[AVAILABLE DATA — start]

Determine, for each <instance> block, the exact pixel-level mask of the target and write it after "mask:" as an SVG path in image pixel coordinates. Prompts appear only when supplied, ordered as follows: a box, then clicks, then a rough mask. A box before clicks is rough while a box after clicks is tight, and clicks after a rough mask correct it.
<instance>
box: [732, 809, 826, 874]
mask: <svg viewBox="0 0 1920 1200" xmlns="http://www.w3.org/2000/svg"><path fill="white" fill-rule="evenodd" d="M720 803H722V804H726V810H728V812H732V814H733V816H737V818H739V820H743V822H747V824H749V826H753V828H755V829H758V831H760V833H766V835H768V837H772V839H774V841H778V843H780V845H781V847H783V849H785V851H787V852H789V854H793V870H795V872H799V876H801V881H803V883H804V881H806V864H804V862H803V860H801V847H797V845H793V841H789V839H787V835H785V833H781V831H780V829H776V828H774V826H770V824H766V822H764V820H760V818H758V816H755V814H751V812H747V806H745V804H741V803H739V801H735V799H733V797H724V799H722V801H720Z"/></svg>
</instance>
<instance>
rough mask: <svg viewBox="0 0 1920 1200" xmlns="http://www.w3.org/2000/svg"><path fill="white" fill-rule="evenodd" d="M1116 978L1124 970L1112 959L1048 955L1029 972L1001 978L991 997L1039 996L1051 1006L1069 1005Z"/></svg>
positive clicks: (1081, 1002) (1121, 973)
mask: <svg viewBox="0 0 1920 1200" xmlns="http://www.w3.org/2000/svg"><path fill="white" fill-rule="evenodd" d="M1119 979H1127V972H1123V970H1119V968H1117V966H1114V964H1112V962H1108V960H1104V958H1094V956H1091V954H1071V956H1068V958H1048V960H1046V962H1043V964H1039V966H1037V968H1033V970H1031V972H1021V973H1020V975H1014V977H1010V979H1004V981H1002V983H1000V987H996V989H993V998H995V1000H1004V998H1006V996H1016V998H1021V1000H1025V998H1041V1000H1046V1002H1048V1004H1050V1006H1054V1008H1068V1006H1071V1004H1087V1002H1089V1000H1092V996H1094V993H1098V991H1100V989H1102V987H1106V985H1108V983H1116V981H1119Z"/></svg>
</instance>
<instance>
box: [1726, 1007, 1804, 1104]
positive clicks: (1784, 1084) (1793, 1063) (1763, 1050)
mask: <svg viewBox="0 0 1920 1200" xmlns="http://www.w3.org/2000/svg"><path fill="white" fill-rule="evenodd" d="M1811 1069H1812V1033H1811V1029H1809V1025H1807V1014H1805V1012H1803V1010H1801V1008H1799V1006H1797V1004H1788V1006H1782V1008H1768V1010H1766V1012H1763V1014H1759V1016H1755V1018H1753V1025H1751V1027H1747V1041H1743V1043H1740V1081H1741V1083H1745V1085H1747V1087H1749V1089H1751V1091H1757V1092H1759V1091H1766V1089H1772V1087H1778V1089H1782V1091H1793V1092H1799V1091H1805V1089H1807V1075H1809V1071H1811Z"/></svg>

[AVAILABLE DATA — finish]

__TASK DESCRIPTION__. Reproduce the entire listing above verbatim, every line from start to finish with nothing altered.

__RESPONSE TO THE TASK__.
Determine, for each <instance> block, the exact pixel-level mask of the target and write it after "mask:" as an SVG path in image pixel coordinates. Prompts appear only when supplied, ordered as follows: a box, then clicks, then a rough mask. A box before clicks is rough while a box after clicks is tight, and clicks after a rough mask correct it.
<instance>
box: [732, 809, 826, 874]
mask: <svg viewBox="0 0 1920 1200" xmlns="http://www.w3.org/2000/svg"><path fill="white" fill-rule="evenodd" d="M720 803H722V804H726V810H728V812H732V814H733V816H737V818H739V820H743V822H747V824H749V826H753V828H755V829H758V831H760V833H766V835H768V837H772V839H774V841H778V843H780V845H781V847H783V849H785V851H787V852H789V854H793V870H795V872H799V876H801V881H803V883H804V881H806V864H804V862H803V860H801V847H797V845H793V841H789V839H787V835H785V833H781V831H780V829H776V828H774V826H770V824H766V822H764V820H760V818H758V816H755V814H751V812H747V806H745V804H741V803H739V801H735V799H733V797H724V799H722V801H720Z"/></svg>
</instance>
<instance>
rough mask: <svg viewBox="0 0 1920 1200" xmlns="http://www.w3.org/2000/svg"><path fill="white" fill-rule="evenodd" d="M1116 978L1124 970L1112 959L1048 955L1029 972L1001 978L991 997L1039 996L1051 1006L1069 1005Z"/></svg>
positive clicks: (1081, 1002) (1121, 973)
mask: <svg viewBox="0 0 1920 1200" xmlns="http://www.w3.org/2000/svg"><path fill="white" fill-rule="evenodd" d="M1119 979H1127V972H1123V970H1119V968H1117V966H1114V964H1112V962H1108V960H1104V958H1094V956H1091V954H1071V956H1068V958H1048V960H1046V962H1043V964H1039V966H1037V968H1033V970H1031V972H1021V973H1020V975H1014V977H1010V979H1004V981H1002V983H1000V987H996V989H993V998H995V1000H1004V998H1006V996H1016V998H1021V1000H1025V998H1041V1000H1046V1002H1048V1004H1050V1006H1054V1008H1068V1006H1071V1004H1087V1002H1089V1000H1092V996H1094V993H1098V991H1100V989H1102V987H1106V985H1108V983H1116V981H1119Z"/></svg>
</instance>
<instance>
box: [1726, 1007, 1804, 1104]
positive clicks: (1784, 1084) (1793, 1063) (1763, 1050)
mask: <svg viewBox="0 0 1920 1200" xmlns="http://www.w3.org/2000/svg"><path fill="white" fill-rule="evenodd" d="M1811 1069H1812V1033H1811V1029H1809V1025H1807V1014H1805V1012H1803V1010H1801V1008H1799V1006H1797V1004H1788V1006H1782V1008H1768V1010H1766V1012H1763V1014H1759V1016H1755V1018H1753V1025H1751V1027H1747V1041H1743V1043H1740V1081H1741V1083H1745V1085H1747V1087H1749V1089H1751V1091H1757V1092H1759V1091H1766V1089H1772V1087H1778V1089H1782V1091H1793V1092H1799V1091H1805V1089H1807V1075H1809V1071H1811Z"/></svg>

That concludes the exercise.